Copy out all of the items below word for word, leaving out the pictures.
*** Task inputs
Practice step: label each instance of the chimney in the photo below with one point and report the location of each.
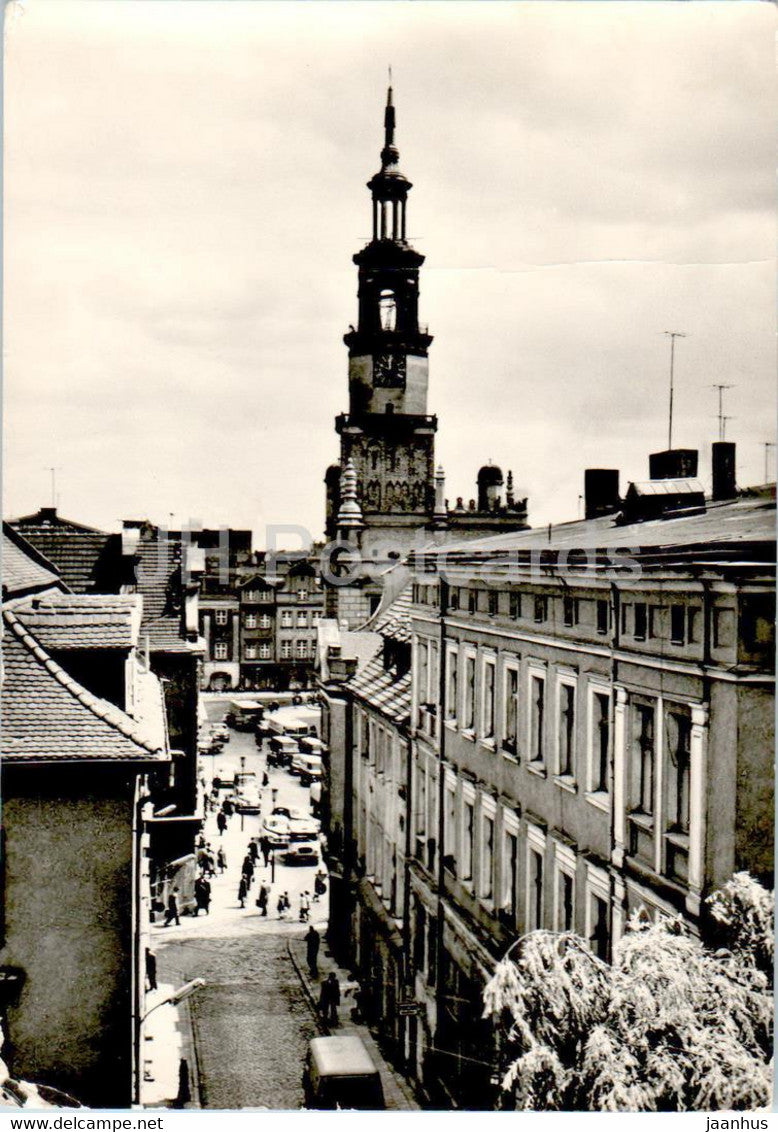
(673, 464)
(439, 494)
(724, 470)
(489, 482)
(600, 491)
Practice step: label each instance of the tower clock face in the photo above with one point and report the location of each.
(388, 369)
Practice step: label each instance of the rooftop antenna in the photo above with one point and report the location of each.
(53, 472)
(673, 335)
(723, 419)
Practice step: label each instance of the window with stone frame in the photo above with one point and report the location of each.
(469, 719)
(599, 742)
(467, 841)
(488, 699)
(487, 856)
(566, 729)
(642, 759)
(537, 753)
(678, 731)
(452, 685)
(511, 711)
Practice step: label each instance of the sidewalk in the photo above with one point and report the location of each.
(167, 1040)
(396, 1090)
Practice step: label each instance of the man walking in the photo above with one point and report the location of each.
(151, 969)
(330, 998)
(172, 909)
(313, 941)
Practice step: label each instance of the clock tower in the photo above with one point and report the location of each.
(387, 435)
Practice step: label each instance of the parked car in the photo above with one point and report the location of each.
(308, 768)
(223, 779)
(301, 852)
(311, 745)
(299, 817)
(282, 749)
(275, 829)
(340, 1073)
(247, 800)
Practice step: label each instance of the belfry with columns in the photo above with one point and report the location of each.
(385, 496)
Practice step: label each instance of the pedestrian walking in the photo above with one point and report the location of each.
(313, 941)
(172, 909)
(330, 998)
(263, 898)
(202, 895)
(151, 969)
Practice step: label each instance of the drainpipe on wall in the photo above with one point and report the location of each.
(615, 640)
(439, 995)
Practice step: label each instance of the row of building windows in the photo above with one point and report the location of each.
(301, 650)
(265, 597)
(509, 868)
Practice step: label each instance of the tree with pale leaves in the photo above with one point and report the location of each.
(670, 1026)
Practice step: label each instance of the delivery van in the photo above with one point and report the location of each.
(340, 1073)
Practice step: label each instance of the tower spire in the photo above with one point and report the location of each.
(390, 155)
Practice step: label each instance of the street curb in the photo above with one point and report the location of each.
(306, 986)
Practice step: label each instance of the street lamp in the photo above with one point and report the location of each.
(172, 998)
(176, 996)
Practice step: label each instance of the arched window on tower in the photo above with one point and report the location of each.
(387, 310)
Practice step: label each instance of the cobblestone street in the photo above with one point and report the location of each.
(250, 1022)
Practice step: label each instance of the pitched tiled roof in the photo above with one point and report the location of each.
(395, 620)
(384, 689)
(59, 620)
(49, 717)
(23, 573)
(83, 557)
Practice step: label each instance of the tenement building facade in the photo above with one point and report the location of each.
(590, 737)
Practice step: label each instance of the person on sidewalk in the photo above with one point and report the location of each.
(263, 898)
(151, 969)
(313, 941)
(202, 894)
(330, 998)
(172, 909)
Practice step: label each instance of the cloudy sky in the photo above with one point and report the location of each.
(185, 187)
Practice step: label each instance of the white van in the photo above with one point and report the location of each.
******
Solution to this task ::
Practice step: label each instance of the chimney in the photo below with one point and report the location of each.
(673, 464)
(439, 494)
(724, 470)
(489, 482)
(600, 491)
Practice step: label each instance of the tower clock face in the photo above with one point and report the location of each.
(388, 369)
Practice step: label each instance of the rooftop antenna in the photo above with one point and report the location of each.
(53, 472)
(673, 335)
(723, 419)
Practice step: label each instance of the window with stone frame in the photo above with one point and report the location of each.
(469, 719)
(599, 742)
(467, 841)
(488, 699)
(487, 856)
(566, 729)
(642, 759)
(537, 753)
(678, 731)
(452, 685)
(511, 711)
Practice step: label each instance of the sidewalk in the photo above with one point and report the location of each.
(167, 1040)
(396, 1090)
Practice step: label each instance of the man walking in the photo above with one point and report the location of each.
(151, 969)
(330, 998)
(172, 909)
(313, 941)
Practice step: label each instance of the clock tower in the photo above with one point and report the location of each.
(387, 435)
Practice step: label each instance of the parked car in the photo above with one point and report the location of each.
(308, 768)
(223, 779)
(301, 852)
(311, 745)
(299, 817)
(282, 749)
(275, 829)
(340, 1073)
(247, 800)
Practice step: label each instance of the belfry with columns in the photo above with one point and report the location of each.
(385, 496)
Practice step: label each instance of the pedestrian walking in the photo above with one point and report the location of each.
(313, 941)
(172, 909)
(330, 998)
(263, 898)
(202, 895)
(151, 969)
Practice step: label each instance of the drainpipe on wall in the photo above with one point and report the location of each.
(615, 640)
(439, 995)
Practice step: label each instance of the row of building windows in the photo above with one point and report the location of each.
(301, 650)
(265, 597)
(509, 868)
Practice step: label each instance of the tree with pale leaves in the photo above with one point and report the location of each.
(670, 1026)
Practice step: label each instance of the delivery van in the photo above with one point and report the location of each.
(340, 1073)
Practice step: label each instance of the tower spire in the photo above with one point and report the location of each.
(390, 155)
Practice step: label each instance of the street curb in the photo above with one point and report the location of each.
(306, 986)
Practice step: label each instance of the street lamp in the photo above with one point and report the location of each.
(172, 998)
(176, 996)
Practice step: label each instance of the arched window on tower in the photo above with one point and report the location of each.
(387, 310)
Practice step: label each instance of the cobblestone street in the photo above with one point and report the location of each.
(250, 1022)
Practice step: label each instance of the pitched tiled roof in the photo above with one point and report the location of each.
(395, 620)
(384, 689)
(59, 620)
(49, 717)
(23, 573)
(83, 557)
Practice step: label each instance of the tenement building facade in the photo above with one point and report the location of each.
(590, 737)
Practice step: label each instance of the person on sidewalk in the photo above with one point and report the location of each.
(263, 898)
(151, 969)
(313, 941)
(202, 894)
(330, 998)
(172, 909)
Practice step: label each instance of the cloudy sky in the photo above with one point and report the location of each.
(185, 187)
Practice step: label each instance of the white van in the photo above with one point and report the location of each.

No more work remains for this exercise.